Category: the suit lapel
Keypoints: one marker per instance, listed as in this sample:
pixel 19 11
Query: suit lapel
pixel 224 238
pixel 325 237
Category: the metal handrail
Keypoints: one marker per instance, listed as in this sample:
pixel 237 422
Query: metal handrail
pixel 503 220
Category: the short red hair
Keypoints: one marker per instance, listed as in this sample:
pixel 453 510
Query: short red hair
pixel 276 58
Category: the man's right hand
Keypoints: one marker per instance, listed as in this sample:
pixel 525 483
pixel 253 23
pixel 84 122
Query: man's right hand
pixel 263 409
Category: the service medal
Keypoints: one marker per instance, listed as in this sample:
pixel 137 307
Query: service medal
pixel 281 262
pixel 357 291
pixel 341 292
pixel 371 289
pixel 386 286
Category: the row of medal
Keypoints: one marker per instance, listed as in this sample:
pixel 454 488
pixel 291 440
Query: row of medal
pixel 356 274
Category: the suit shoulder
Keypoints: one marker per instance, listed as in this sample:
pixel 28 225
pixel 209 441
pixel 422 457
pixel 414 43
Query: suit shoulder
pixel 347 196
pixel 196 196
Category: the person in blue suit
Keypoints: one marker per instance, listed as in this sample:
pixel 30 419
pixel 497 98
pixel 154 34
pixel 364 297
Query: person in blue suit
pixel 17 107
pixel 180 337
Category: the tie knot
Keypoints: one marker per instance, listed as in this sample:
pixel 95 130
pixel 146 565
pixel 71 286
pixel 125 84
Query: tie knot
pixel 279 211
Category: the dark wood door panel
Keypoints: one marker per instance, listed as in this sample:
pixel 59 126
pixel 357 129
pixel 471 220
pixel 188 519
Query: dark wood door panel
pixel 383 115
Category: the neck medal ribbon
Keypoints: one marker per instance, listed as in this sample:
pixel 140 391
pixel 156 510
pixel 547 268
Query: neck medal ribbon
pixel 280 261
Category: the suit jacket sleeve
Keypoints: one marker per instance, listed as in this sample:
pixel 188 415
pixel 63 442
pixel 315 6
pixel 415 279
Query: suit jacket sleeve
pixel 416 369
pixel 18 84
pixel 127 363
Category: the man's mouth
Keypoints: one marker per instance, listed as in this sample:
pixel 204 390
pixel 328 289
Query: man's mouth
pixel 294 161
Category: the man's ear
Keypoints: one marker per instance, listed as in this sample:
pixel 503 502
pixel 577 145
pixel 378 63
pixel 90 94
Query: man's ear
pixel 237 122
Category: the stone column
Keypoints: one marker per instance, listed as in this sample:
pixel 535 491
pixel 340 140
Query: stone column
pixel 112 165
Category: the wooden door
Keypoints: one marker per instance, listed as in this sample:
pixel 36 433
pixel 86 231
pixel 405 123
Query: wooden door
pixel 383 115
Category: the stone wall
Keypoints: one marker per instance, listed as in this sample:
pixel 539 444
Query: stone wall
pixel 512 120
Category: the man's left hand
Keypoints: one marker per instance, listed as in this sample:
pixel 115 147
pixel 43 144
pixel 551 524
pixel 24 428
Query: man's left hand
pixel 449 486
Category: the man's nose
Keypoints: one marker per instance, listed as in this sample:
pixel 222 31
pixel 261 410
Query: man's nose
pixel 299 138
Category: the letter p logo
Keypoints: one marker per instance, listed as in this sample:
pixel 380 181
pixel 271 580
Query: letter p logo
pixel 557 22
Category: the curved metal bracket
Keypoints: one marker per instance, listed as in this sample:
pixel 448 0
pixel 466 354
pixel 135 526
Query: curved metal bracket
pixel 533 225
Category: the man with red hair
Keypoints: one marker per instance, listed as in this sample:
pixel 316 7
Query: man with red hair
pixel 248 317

## Aim
Arrange every line of the material above as a numbered list, omitting any blank lines.

## Complete answer
1. Category: the suit lapel
2. Keypoints: one marker per instance, listed as in this sample:
3. pixel 19 11
4. Query: suit lapel
5. pixel 224 238
6. pixel 325 237
7. Category: the metal handrail
8. Keypoints: one marker per instance, listed as in this sample:
9. pixel 237 422
10. Query: metal handrail
11. pixel 503 220
12. Category: the short red hair
13. Keypoints: one marker per instance, listed as in this sample:
14. pixel 453 510
15. Query: short red hair
16. pixel 276 58
17. Category: the man's right hand
18. Keypoints: one marker per instance, listed as in this sample:
19. pixel 525 483
20. pixel 253 23
21. pixel 84 122
22. Query: man's right hand
23. pixel 263 409
24. Category: the service medal
25. Keypoints: one marker per instance, listed as in this sample:
26. pixel 137 307
27. Query: service medal
28. pixel 281 262
29. pixel 357 291
30. pixel 341 292
31. pixel 371 289
32. pixel 386 286
33. Category: the row of medal
34. Keypoints: one marker per instance, listed as in this sample:
35. pixel 454 488
36. pixel 291 440
37. Query: row of medal
38. pixel 356 274
39. Category: the suit shoulder
40. Keypoints: one marker per instance, listed as in this sample:
41. pixel 28 225
42. pixel 209 441
43. pixel 422 457
44. pixel 414 43
45. Query: suit shoulder
46. pixel 347 196
47. pixel 196 196
48. Category: the person in blue suit
49. Keypoints: one marker per instance, listed as in this sample:
50. pixel 30 419
51. pixel 497 98
52. pixel 154 34
53. pixel 364 297
54. Query: person in blue suit
55. pixel 17 107
56. pixel 180 337
57. Category: the tie knot
58. Keypoints: one marker per instance, listed as in this sample:
59. pixel 95 130
60. pixel 146 565
61. pixel 71 286
62. pixel 125 84
63. Query: tie knot
64. pixel 279 211
65. Category: the dark wood door panel
66. Keypoints: one marker per instance, listed as in this sample:
67. pixel 59 126
68. pixel 357 129
69. pixel 471 220
70. pixel 188 519
71. Query: dark wood door panel
72. pixel 383 115
73. Category: the neck medal ribbon
74. Keypoints: one marker per instance, listed as in this sample:
75. pixel 140 391
76. pixel 156 510
77. pixel 547 268
78. Query: neck medal ribbon
79. pixel 280 261
80. Category: the suit jacket sleeve
81. Keypoints: one marker per instance, listed as in this sample:
82. pixel 188 415
83. pixel 63 442
84. pixel 315 6
85. pixel 415 279
86. Query: suit jacket sleeve
87. pixel 416 369
88. pixel 18 84
89. pixel 127 363
90. Category: the man's mouth
91. Keypoints: one marker per instance, listed as in this sample:
92. pixel 204 390
93. pixel 328 289
94. Query: man's mouth
95. pixel 294 161
96. Category: the man's ear
97. Keypoints: one marker per instance, listed as in this sample:
98. pixel 503 502
99. pixel 577 145
100. pixel 378 63
101. pixel 90 94
102. Query: man's ear
103. pixel 237 122
104. Category: the stone column
105. Keypoints: one marker per instance, listed as in this sample:
106. pixel 535 491
107. pixel 340 140
108. Query: stone column
109. pixel 112 165
110. Category: the wooden door
111. Keypoints: one marker per instance, listed as in this sample:
112. pixel 36 433
113. pixel 86 231
114. pixel 405 123
115. Query: wooden door
116. pixel 383 115
117. Category: the stone wall
118. Keypoints: one marker per instance, listed as in this sample:
119. pixel 539 444
120. Query: stone wall
121. pixel 512 120
122. Category: the man's left hand
123. Keypoints: one marker per instance, listed as in this sample:
124. pixel 115 147
125. pixel 43 144
126. pixel 551 524
127. pixel 24 428
128. Query: man's left hand
129. pixel 449 486
130. Category: the man's nose
131. Keypoints: one marker per instance, listed as in this sample:
132. pixel 222 31
133. pixel 261 410
134. Query: man's nose
135. pixel 299 138
136. Category: the letter p logo
137. Keypoints: one marker per instance, listed as in this sample:
138. pixel 380 181
139. pixel 271 580
140. Query: letter p logo
141. pixel 557 22
142. Category: the curved metal bracket
143. Keypoints: one marker per instance, listed as in this sample:
144. pixel 448 0
145. pixel 466 354
146. pixel 135 526
147. Query: curved metal bracket
148. pixel 533 225
149. Category: the man with red hair
150. Keypoints: one marker per instance, listed as in this sample:
151. pixel 316 7
152. Query: man with red hair
153. pixel 248 317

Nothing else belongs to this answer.